____ Data to use

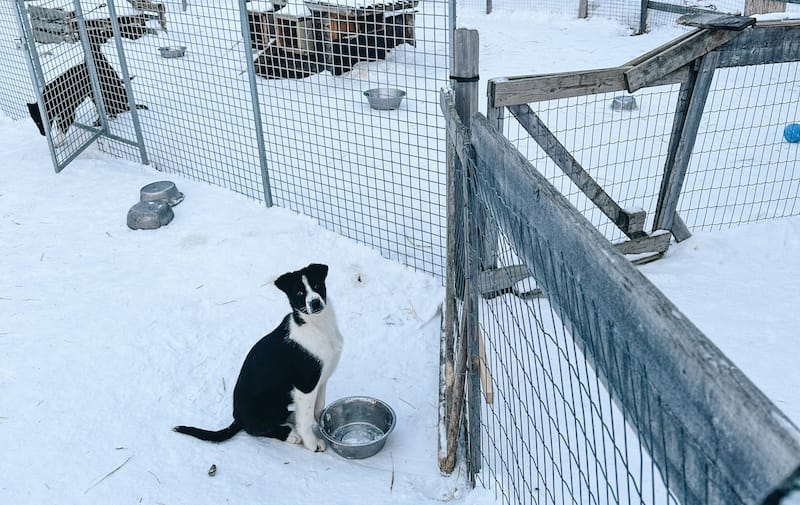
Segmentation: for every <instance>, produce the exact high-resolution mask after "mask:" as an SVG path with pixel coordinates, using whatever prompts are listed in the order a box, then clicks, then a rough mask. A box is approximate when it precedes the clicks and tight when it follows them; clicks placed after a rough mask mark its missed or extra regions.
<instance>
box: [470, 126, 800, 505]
mask: <svg viewBox="0 0 800 505" xmlns="http://www.w3.org/2000/svg"><path fill="white" fill-rule="evenodd" d="M471 138H472V144H473V146H474V148H475V151H476V170H477V180H478V183H479V184H480V185H481V186H482V189H481V191H479V192H485V193H487V194H496V195H497V198H492V199H491V201H489V202H488V205H491V206H492V207H493V209H494V211H495V212H500V213H510V214H511V215H514V216H521V217H524V220H521V221H520V222H519V223H518V224H519V225H518V226H511V227H509V229H508V230H506V232H507V236H508V238H509V240H510V241H511V243H512V245H513V246H514V248H515V250H516V251H517V253H518V255H519V256H520V258H521V259H522V260H523V261H524V262H525V263H526V264H527V265H528V267H529V268H530V269H531V271H532V272H533V273H534V274H535V276H536V281H537V283H538V284H539V285H540V286H541V287H542V289H543V291H544V292H545V293H546V294H547V295H548V297H549V300H550V302H551V305H552V306H553V307H554V308H555V309H556V310H557V312H558V313H559V314H560V316H561V318H562V321H563V322H564V323H565V324H567V325H568V326H569V327H571V328H572V332H571V333H572V336H573V338H575V340H576V342H577V343H578V345H579V346H580V347H581V348H582V349H583V351H584V353H585V354H586V356H587V358H588V359H589V360H590V361H591V362H592V363H593V366H594V367H595V368H596V369H597V370H599V372H600V374H601V375H602V376H603V377H604V378H605V380H606V383H607V384H608V387H609V388H610V389H611V390H612V391H613V392H614V397H615V398H616V399H617V401H618V402H619V403H620V404H622V406H623V408H624V409H625V410H626V412H627V413H628V420H629V422H630V423H631V424H633V425H634V426H635V427H636V428H637V430H638V431H639V433H642V434H643V435H644V436H643V438H642V442H643V443H644V444H645V445H646V446H647V447H648V450H649V452H650V454H651V456H652V457H653V459H654V461H655V462H656V463H657V464H658V467H659V469H660V470H661V471H662V472H665V473H666V476H667V478H668V479H669V482H672V483H673V485H674V487H672V488H671V490H672V492H673V493H675V495H676V496H677V497H678V499H679V500H680V502H681V503H687V504H693V503H709V504H710V503H726V504H736V503H758V502H759V501H760V500H761V499H762V498H763V497H764V496H766V494H767V493H768V492H769V491H770V490H771V489H772V488H773V487H775V486H776V485H777V484H778V483H780V482H781V481H783V479H784V478H786V477H787V476H788V475H789V474H790V473H791V472H792V471H793V470H794V469H795V468H797V467H798V464H800V433H799V432H798V430H797V428H796V427H795V426H794V425H793V424H792V423H791V421H789V420H788V419H787V418H786V417H785V416H784V415H783V414H782V413H781V412H780V410H778V408H777V407H775V405H773V404H772V402H770V401H769V400H768V399H767V398H766V397H765V396H764V395H763V393H761V391H760V390H759V389H758V388H756V387H755V386H754V385H753V384H752V383H751V382H750V381H749V380H748V379H747V377H745V376H744V375H743V374H742V372H741V371H740V370H739V369H738V368H737V367H736V366H735V365H733V363H731V362H730V360H728V359H727V358H726V357H725V356H724V355H723V354H722V353H721V352H720V350H719V349H718V348H717V347H716V346H714V344H713V343H712V342H711V341H710V340H708V338H707V337H705V335H703V334H702V333H701V332H700V331H699V330H698V329H697V328H696V327H695V326H694V325H693V324H692V323H691V322H690V321H689V320H688V319H687V318H686V317H685V316H684V315H683V314H681V313H680V311H679V310H678V309H677V308H676V307H675V306H674V305H673V304H672V303H671V302H670V301H669V300H668V299H667V298H666V297H665V296H664V295H663V294H662V293H661V292H660V291H659V290H658V289H657V288H655V286H653V285H652V284H651V283H650V282H649V281H648V280H647V279H646V278H645V277H644V276H643V275H642V274H641V273H640V272H638V271H637V270H636V269H635V268H634V267H633V266H632V265H631V264H630V263H629V262H628V261H627V260H626V259H625V258H624V256H622V255H621V254H620V253H619V252H618V251H616V249H615V248H614V246H613V245H611V244H609V243H608V241H607V240H605V238H604V237H603V236H602V235H601V234H600V233H599V232H598V231H597V230H596V229H595V228H594V227H593V226H592V224H591V223H589V222H588V221H587V220H586V219H585V218H584V217H583V216H582V215H581V214H580V213H579V212H577V211H576V210H575V209H574V208H572V206H571V205H570V204H569V202H568V201H567V200H566V199H565V198H564V196H563V195H561V194H560V193H559V192H558V191H557V190H556V189H555V188H553V187H552V186H551V185H550V183H549V182H548V181H547V180H546V179H544V177H542V176H541V175H539V174H538V173H537V172H536V170H535V169H533V167H532V166H531V165H530V163H529V162H528V161H527V160H525V158H524V157H523V156H522V155H521V154H520V153H519V152H518V151H517V150H516V149H515V148H514V147H513V146H512V145H511V144H510V142H508V140H507V139H505V138H504V137H503V136H502V135H501V134H500V133H498V132H497V131H495V130H493V129H492V128H491V127H490V126H489V124H488V121H487V120H486V119H485V118H484V117H483V116H475V117H474V119H473V124H472V130H471ZM483 188H485V189H483ZM554 258H555V259H554ZM566 265H568V266H569V270H570V274H569V275H568V274H567V272H566V269H565V268H564V267H565V266H566ZM623 351H627V352H623ZM651 385H658V390H655V391H654V390H653V389H652V386H651ZM656 437H657V438H656ZM684 479H685V480H684Z"/></svg>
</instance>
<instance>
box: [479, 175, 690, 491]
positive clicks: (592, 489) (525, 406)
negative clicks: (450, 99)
mask: <svg viewBox="0 0 800 505" xmlns="http://www.w3.org/2000/svg"><path fill="white" fill-rule="evenodd" d="M478 185H481V183H480V180H479V181H478ZM477 197H478V199H479V200H480V203H479V205H480V206H481V207H482V208H485V215H486V219H487V222H488V223H490V224H489V226H495V225H496V226H498V227H499V228H500V229H501V230H506V229H509V228H510V227H512V226H522V227H527V226H535V225H534V224H533V223H530V222H527V221H526V220H524V218H523V217H522V216H516V215H511V214H508V213H501V212H502V210H501V209H497V206H496V205H492V206H489V204H488V201H486V200H487V199H492V200H497V199H498V198H500V195H497V194H491V193H487V192H483V191H478V192H477ZM498 211H500V212H498ZM499 238H500V240H501V241H502V242H503V243H504V246H503V247H501V250H502V251H503V253H502V254H501V255H500V256H499V257H498V262H497V269H498V270H500V271H502V270H504V269H508V268H513V267H514V266H515V265H520V264H524V261H522V260H520V254H518V251H517V250H515V248H514V247H512V246H510V244H509V243H508V240H507V238H506V236H505V235H504V233H502V232H501V233H500V237H499ZM554 251H558V247H557V246H556V247H554V245H553V244H552V243H551V242H549V241H547V240H542V241H538V242H537V243H536V250H535V251H524V252H523V253H522V255H530V254H537V255H542V256H544V259H543V260H542V261H543V262H544V263H547V264H550V265H552V268H553V269H555V270H558V271H559V272H560V273H561V279H560V282H559V287H558V289H560V290H563V291H565V292H569V295H568V296H574V297H576V299H577V301H578V304H579V306H578V310H579V311H580V313H581V314H583V315H585V317H588V318H590V319H592V321H591V323H589V324H591V325H592V326H595V327H596V328H598V329H599V328H608V329H609V330H608V331H610V332H613V331H614V330H613V327H614V325H613V324H611V321H609V320H607V319H605V316H604V315H603V314H602V313H599V312H598V310H597V307H596V305H595V304H594V303H593V301H592V298H593V295H590V294H585V295H584V294H582V291H583V289H582V288H581V287H580V286H581V282H580V280H579V279H580V278H581V276H580V275H579V274H577V273H576V272H575V268H574V266H573V265H570V264H569V263H566V262H565V261H563V259H562V258H560V257H559V256H558V253H557V252H554ZM541 275H542V273H540V272H537V271H533V272H532V276H531V277H528V278H526V279H523V280H521V281H517V282H514V281H515V280H516V279H515V278H512V277H507V278H506V282H507V283H508V284H510V285H513V286H514V287H513V290H514V291H513V292H514V293H515V294H506V295H501V296H498V297H496V298H494V299H490V300H486V301H484V302H483V303H482V304H481V306H480V313H481V318H480V328H481V331H480V333H481V336H482V338H483V339H484V340H485V342H484V343H483V346H484V348H485V362H484V363H485V365H484V366H485V372H484V376H485V379H484V384H485V386H484V388H483V389H484V391H486V390H488V391H491V392H492V393H491V396H490V397H487V398H484V401H483V402H482V404H483V408H482V415H481V434H482V440H481V447H482V451H481V457H482V460H483V468H485V470H484V472H483V473H482V474H481V480H482V482H483V484H484V485H487V486H490V487H495V488H496V489H497V491H498V494H499V495H500V497H501V501H502V503H509V504H510V503H542V504H545V503H547V504H562V503H570V504H576V505H577V504H587V505H588V504H634V503H635V504H640V503H647V504H676V503H679V502H678V501H677V499H676V498H675V497H674V495H673V494H672V492H671V491H670V489H671V486H676V485H680V484H679V483H677V482H669V480H667V481H665V480H664V479H663V478H662V475H661V473H660V471H659V469H658V468H657V467H656V465H655V463H654V462H653V459H652V458H651V457H650V455H649V452H648V447H652V445H653V444H654V443H655V442H656V441H657V440H658V438H659V437H661V436H663V434H659V433H653V432H650V433H640V434H639V433H637V432H636V431H635V430H634V429H633V428H632V427H631V425H630V424H629V422H630V420H629V419H628V415H627V414H626V413H627V412H628V411H627V410H626V409H631V410H637V409H646V408H648V406H649V405H651V404H652V403H654V400H653V398H655V397H656V396H657V395H658V393H657V391H658V388H657V387H655V386H654V385H653V384H651V383H650V382H649V379H648V375H647V370H646V368H644V367H641V366H636V365H635V364H634V363H635V362H634V361H633V360H632V358H631V355H630V352H629V350H628V349H627V348H625V347H621V348H619V349H614V353H615V354H614V355H613V356H610V357H607V358H608V359H609V360H610V361H611V363H613V365H614V366H616V367H620V368H622V367H624V368H625V374H626V379H628V380H631V381H635V382H636V383H637V386H638V387H639V388H640V396H639V397H636V398H634V397H631V398H628V397H618V396H616V395H615V394H614V393H612V392H610V391H609V390H608V389H607V388H606V386H605V378H603V377H602V376H601V375H600V373H599V372H598V370H597V369H596V368H595V367H594V363H593V361H592V360H589V359H587V357H586V355H585V354H584V352H583V350H582V349H581V348H580V347H579V346H578V344H577V340H576V339H575V338H574V337H573V336H572V333H571V332H570V330H569V328H568V326H567V325H565V324H564V322H562V321H561V319H560V318H559V316H558V313H557V312H556V311H555V310H554V308H553V307H552V306H551V305H550V302H549V300H548V299H547V298H545V297H543V296H542V293H541V290H540V289H539V288H538V284H537V283H536V281H535V280H534V279H536V278H540V276H541ZM606 337H607V338H614V339H615V340H617V339H619V340H623V341H624V338H623V337H622V336H621V335H616V336H613V337H612V336H611V335H606ZM588 352H590V353H591V352H592V350H589V351H588ZM628 374H629V375H628ZM645 396H652V397H653V398H644V397H645ZM471 401H474V399H471ZM640 402H641V403H640ZM619 404H622V405H625V407H626V409H621V408H619V406H618V405H619ZM649 415H664V414H663V413H649Z"/></svg>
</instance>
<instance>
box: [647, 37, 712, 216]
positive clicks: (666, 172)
mask: <svg viewBox="0 0 800 505" xmlns="http://www.w3.org/2000/svg"><path fill="white" fill-rule="evenodd" d="M718 60H719V53H717V52H711V53H708V54H706V55H705V56H703V58H702V59H701V61H700V68H699V69H698V71H697V78H696V80H695V82H694V85H693V86H692V87H691V90H689V89H688V88H687V89H682V90H681V91H682V94H683V93H686V94H688V96H687V97H686V98H688V104H686V105H685V107H686V113H685V121H684V123H683V125H677V124H676V125H674V126H673V131H672V138H671V139H670V145H671V146H672V145H674V146H675V150H674V153H672V152H670V154H669V156H668V160H667V165H666V166H665V168H664V178H663V179H662V183H661V189H660V191H659V198H658V203H657V204H656V212H655V215H654V226H655V228H656V229H659V230H671V229H672V224H673V221H674V219H675V215H676V211H677V208H678V200H679V199H680V196H681V188H682V187H683V181H684V179H685V177H686V171H687V170H688V167H689V160H690V158H691V156H692V151H693V150H694V144H695V141H696V140H697V131H698V129H699V127H700V120H701V119H702V117H703V110H704V109H705V104H706V99H707V98H708V92H709V90H710V89H711V81H712V79H713V77H714V70H715V69H716V67H717V61H718ZM678 107H679V111H678V112H679V113H680V112H681V111H680V108H681V107H683V105H682V104H681V100H679V105H678ZM678 115H679V114H678V113H676V122H677V121H678V120H679V119H678Z"/></svg>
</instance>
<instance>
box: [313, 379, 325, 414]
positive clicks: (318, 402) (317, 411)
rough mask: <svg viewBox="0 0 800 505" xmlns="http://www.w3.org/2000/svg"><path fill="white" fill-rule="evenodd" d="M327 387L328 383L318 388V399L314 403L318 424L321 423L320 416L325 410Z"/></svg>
mask: <svg viewBox="0 0 800 505" xmlns="http://www.w3.org/2000/svg"><path fill="white" fill-rule="evenodd" d="M327 385H328V383H327V381H326V382H323V383H322V384H320V385H319V387H318V388H317V399H316V400H315V401H314V419H316V420H317V422H319V416H320V415H321V414H322V409H324V408H325V386H327Z"/></svg>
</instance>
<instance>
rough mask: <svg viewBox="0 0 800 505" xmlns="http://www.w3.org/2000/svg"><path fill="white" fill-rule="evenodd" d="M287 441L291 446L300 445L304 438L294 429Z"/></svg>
mask: <svg viewBox="0 0 800 505" xmlns="http://www.w3.org/2000/svg"><path fill="white" fill-rule="evenodd" d="M286 441H287V442H289V443H290V444H299V443H301V442H302V441H303V438H302V437H301V436H300V435H298V434H297V432H296V431H294V428H292V431H290V432H289V436H287V437H286Z"/></svg>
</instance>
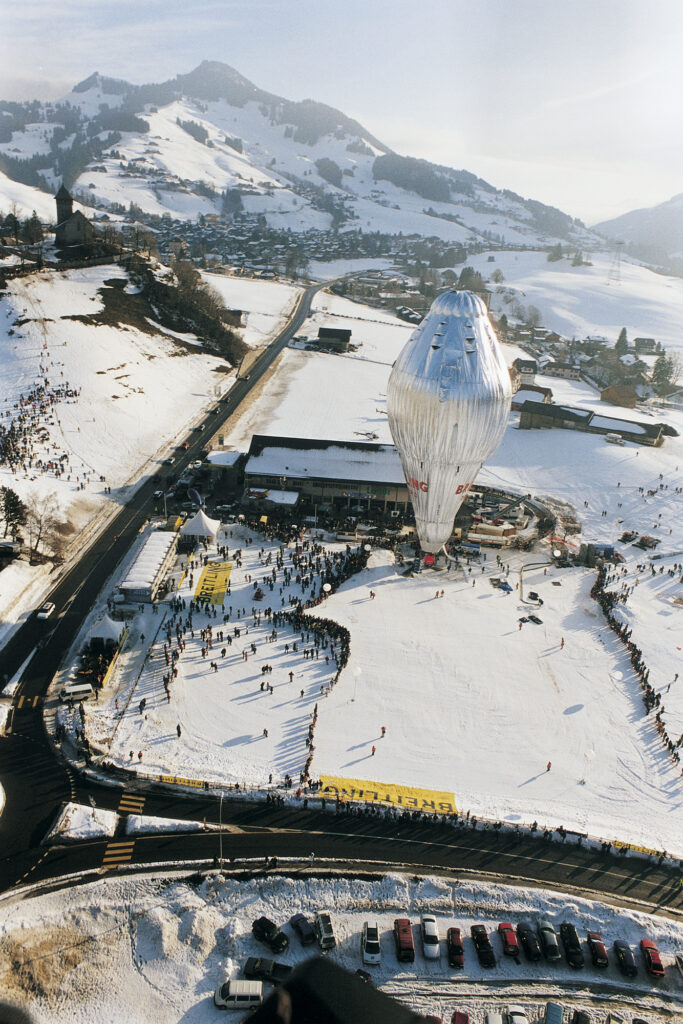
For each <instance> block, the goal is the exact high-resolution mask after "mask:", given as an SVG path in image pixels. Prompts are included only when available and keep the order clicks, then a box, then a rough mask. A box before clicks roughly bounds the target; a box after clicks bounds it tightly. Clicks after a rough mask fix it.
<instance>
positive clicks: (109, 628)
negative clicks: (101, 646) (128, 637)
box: [88, 615, 123, 643]
mask: <svg viewBox="0 0 683 1024" xmlns="http://www.w3.org/2000/svg"><path fill="white" fill-rule="evenodd" d="M122 633H123V626H122V625H121V623H115V622H114V620H113V618H110V616H109V615H104V616H103V617H102V618H100V620H99V622H97V623H95V625H94V626H93V627H92V629H91V630H90V632H89V633H88V637H89V639H90V640H114V641H115V642H116V643H118V642H119V639H120V637H121V634H122Z"/></svg>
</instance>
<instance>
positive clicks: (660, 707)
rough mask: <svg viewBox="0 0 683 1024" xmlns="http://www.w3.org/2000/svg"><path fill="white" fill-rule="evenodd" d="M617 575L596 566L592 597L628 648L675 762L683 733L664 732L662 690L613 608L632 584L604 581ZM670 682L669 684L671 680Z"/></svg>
mask: <svg viewBox="0 0 683 1024" xmlns="http://www.w3.org/2000/svg"><path fill="white" fill-rule="evenodd" d="M639 567H640V568H642V569H646V568H647V566H645V565H643V566H639ZM663 569H664V566H663ZM653 574H656V573H653ZM617 578H618V570H612V571H611V572H609V571H608V570H607V568H606V566H605V565H604V564H603V565H600V566H598V573H597V577H596V580H595V583H594V584H593V587H592V588H591V597H594V598H595V600H596V601H597V602H598V604H599V605H600V607H601V608H602V611H603V612H604V615H605V617H606V620H607V623H608V624H609V626H610V628H611V629H612V631H613V632H614V633H615V635H616V636H617V638H618V639H620V640H621V642H622V643H623V644H624V645H625V647H626V648H627V650H628V651H629V655H630V658H631V665H632V666H633V671H634V673H635V674H636V677H637V679H638V681H639V683H640V688H641V691H642V694H643V703H644V706H645V714H646V715H649V713H650V712H651V711H652V710H653V709H654V708H656V709H657V711H656V714H655V716H654V720H655V724H656V730H657V733H658V734H659V737H660V739H661V742H663V743H664V745H665V746H666V748H667V750H668V751H669V754H670V756H671V759H672V761H673V762H674V764H676V765H678V764H680V760H681V758H680V754H679V748H680V746H683V733H681V735H680V736H679V738H678V739H677V740H674V739H672V737H671V736H670V735H669V733H668V732H667V728H666V726H665V723H664V719H663V716H664V706H663V703H661V693H660V692H657V691H656V690H655V688H654V687H653V686H652V684H651V683H650V670H649V668H648V667H647V666H646V664H645V659H644V658H643V652H642V650H641V648H640V647H639V646H638V645H637V644H636V642H635V641H634V640H632V639H631V637H632V631H631V629H629V627H628V626H627V624H626V623H624V622H622V620H621V618H620V617H618V616H617V615H616V614H615V612H614V609H615V607H616V606H617V605H618V604H626V602H627V600H628V597H629V594H630V593H632V592H633V585H632V586H627V585H626V584H625V583H623V584H622V588H621V590H618V591H613V590H607V585H608V584H609V583H614V582H615V581H616V579H617ZM677 680H678V673H676V675H675V677H674V679H673V680H672V682H676V681H677ZM669 686H671V683H670V684H669ZM681 775H683V770H682V771H681Z"/></svg>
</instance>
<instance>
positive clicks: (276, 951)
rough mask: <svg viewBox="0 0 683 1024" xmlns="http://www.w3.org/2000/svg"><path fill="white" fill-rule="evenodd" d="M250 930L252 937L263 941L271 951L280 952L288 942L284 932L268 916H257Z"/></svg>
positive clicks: (285, 948)
mask: <svg viewBox="0 0 683 1024" xmlns="http://www.w3.org/2000/svg"><path fill="white" fill-rule="evenodd" d="M251 930H252V934H253V936H254V938H255V939H258V940H259V942H263V943H265V945H266V946H267V947H268V948H269V949H271V950H272V952H273V953H282V952H283V950H285V949H287V947H288V946H289V944H290V940H289V939H288V938H287V936H286V935H285V933H284V932H282V931H281V930H280V928H278V926H276V925H275V924H274V923H273V922H272V921H270V920H269V919H268V918H257V919H256V921H255V922H254V923H253V924H252V927H251Z"/></svg>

________

### Exercise objective
Which lines in the records above contain the string "resolution"? Copy each one.

### Output
Segmentation: for every <instance>, produce the exact high-resolution mask after "mask:" as an SVG path with pixel coordinates, using whatever prompts are listed in the order a box, then clicks, then a rough mask. A box is approximate when it precedes the clicks and tight when it follows them; clicks placed after a rough mask mark its missed or extra regions.
For each <instance> block, the goal is the exact high-resolution mask after "mask:", given as an SVG path in image pixels. Prompts are included only when available and keep the order clicks, then a box, then a rough mask. A box before clicks roughly bounds the target; a box after clicks bounds it tightly. Clicks after a rough mask fix it.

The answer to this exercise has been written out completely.